--- Exercises ---
1. List the crops that the blog post on Cuba's farm reform names as growing in Fuentes's new fields.
2. In the blog post on Cuba's farm reform, what took over the land from Cuba's abandoned sugar cane farms?
## START Supplied text
Partisanship, Who Needs It?

Partisanship, Who Needs It?

Wednesday, September 30, 2009

Slipping into Capitalism

The Washington Post reports:

Faced with the smothering inefficiencies of a state-run economy and unable to feed his people without massive imports of food, Cuban leader Raúl Castro has put his faith in compatriots like Esther Fuentes and his little farm out in the sticks.

If Cuba is searching for its New New Man, then Fuentes might be him. The Cuban government, in its most dramatic reform since Castro took over for his ailing older brother Fidel three years ago, is offering private farmers such as Fuentes the use of fallow state lands to grow crops -- for a profit.

Quite a change for the island nation. Of course the rhetoric must be applied to justify this:

Raúl Castro prefers to call it "a new socialist model."

The "new socialist model" can be summed up in two words...... profit motive.

What brought this on?

After the collapse of the Soviet Union and the loss of subsidies from Moscow and Eastern Europe, Cuba abandoned its huge farms devoted to sugar cane -- and that land was quickly taken over by marabu, a tenacious, thorny weed that now covers vast tracts of Cuba the way kudzu blankets the American South.

Guess they decided that its actually better to allow some capitalism than let the land sit useless under their previous policies. But what do the people of Cuba think:

Fuentes pointed to his new fields of sweet potatoes, corn, tomatoes, cassava and beans. He's also growing flowers to sell. Chickens were running around, and trees bore monster avocados. The future looks better.
## END Supplied text
## START Supplied information
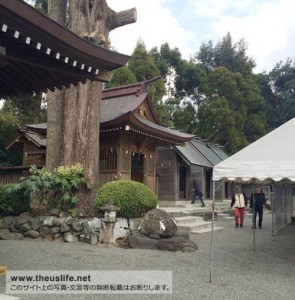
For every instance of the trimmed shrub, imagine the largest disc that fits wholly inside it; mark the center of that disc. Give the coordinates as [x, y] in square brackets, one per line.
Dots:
[133, 198]
[13, 202]
[56, 189]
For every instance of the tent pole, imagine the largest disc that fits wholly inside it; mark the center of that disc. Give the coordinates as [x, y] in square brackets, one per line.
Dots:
[253, 221]
[212, 233]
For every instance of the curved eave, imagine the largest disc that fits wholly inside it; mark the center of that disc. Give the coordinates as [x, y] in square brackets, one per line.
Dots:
[137, 126]
[33, 23]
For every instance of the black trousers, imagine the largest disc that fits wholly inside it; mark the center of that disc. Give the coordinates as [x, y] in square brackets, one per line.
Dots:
[259, 211]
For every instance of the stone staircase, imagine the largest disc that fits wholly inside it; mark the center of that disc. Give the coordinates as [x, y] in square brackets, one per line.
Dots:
[193, 218]
[193, 224]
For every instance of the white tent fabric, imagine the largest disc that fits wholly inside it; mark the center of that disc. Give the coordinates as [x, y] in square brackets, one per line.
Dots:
[270, 157]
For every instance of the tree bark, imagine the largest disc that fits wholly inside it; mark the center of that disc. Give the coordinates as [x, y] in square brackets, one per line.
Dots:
[55, 100]
[74, 114]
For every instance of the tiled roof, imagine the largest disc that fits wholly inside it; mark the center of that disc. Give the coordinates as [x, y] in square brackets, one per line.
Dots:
[114, 108]
[199, 153]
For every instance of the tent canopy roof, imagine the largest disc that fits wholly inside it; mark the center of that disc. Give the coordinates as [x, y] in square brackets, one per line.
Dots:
[270, 157]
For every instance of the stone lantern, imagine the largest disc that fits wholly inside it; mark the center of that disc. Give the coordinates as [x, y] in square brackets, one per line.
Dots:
[110, 211]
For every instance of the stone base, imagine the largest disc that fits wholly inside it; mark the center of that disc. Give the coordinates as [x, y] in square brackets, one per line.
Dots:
[178, 242]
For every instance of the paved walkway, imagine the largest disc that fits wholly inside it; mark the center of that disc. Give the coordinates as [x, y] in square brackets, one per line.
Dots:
[238, 272]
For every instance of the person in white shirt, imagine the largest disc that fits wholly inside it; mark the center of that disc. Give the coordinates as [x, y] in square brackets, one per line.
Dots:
[239, 200]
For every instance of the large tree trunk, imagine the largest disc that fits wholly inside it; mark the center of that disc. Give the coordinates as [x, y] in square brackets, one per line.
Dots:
[55, 100]
[73, 114]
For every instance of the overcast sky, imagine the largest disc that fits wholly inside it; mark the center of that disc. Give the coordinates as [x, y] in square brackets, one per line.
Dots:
[268, 26]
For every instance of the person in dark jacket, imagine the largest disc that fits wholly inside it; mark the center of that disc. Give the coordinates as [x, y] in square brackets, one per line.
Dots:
[259, 199]
[198, 192]
[239, 200]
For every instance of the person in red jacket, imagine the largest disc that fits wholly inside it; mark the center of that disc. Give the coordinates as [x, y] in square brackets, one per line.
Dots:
[239, 200]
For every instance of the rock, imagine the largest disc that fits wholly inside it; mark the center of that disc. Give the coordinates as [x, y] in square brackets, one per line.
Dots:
[44, 231]
[32, 234]
[58, 221]
[64, 214]
[77, 225]
[57, 236]
[154, 236]
[6, 222]
[93, 225]
[54, 230]
[70, 238]
[182, 233]
[36, 223]
[48, 221]
[53, 212]
[25, 227]
[140, 241]
[65, 228]
[4, 231]
[158, 221]
[176, 243]
[23, 218]
[134, 223]
[12, 236]
[89, 238]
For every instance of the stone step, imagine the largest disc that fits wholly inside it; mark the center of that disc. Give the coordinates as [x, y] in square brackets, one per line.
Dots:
[194, 226]
[206, 230]
[188, 219]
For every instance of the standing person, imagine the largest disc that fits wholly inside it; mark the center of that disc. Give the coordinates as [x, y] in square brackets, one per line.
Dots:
[198, 192]
[239, 200]
[260, 201]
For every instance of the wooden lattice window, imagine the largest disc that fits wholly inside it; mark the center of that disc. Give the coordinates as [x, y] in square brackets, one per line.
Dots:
[108, 159]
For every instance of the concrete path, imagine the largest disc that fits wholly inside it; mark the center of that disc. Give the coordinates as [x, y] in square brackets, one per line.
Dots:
[238, 272]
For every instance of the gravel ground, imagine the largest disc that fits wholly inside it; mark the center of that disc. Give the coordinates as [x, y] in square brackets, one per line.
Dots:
[238, 271]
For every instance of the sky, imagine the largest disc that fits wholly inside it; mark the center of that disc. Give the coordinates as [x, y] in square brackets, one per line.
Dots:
[268, 26]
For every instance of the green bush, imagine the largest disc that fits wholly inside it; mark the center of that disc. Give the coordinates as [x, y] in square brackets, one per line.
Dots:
[13, 202]
[56, 189]
[133, 198]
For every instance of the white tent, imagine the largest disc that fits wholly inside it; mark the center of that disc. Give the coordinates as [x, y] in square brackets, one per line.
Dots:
[272, 156]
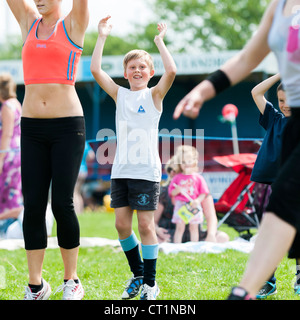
## END Supplied information
--- Task-by-task solutions ---
1. Sweet potatoes, corn, tomatoes, cassava, beans

2. Marabu, a tenacious, thorny weed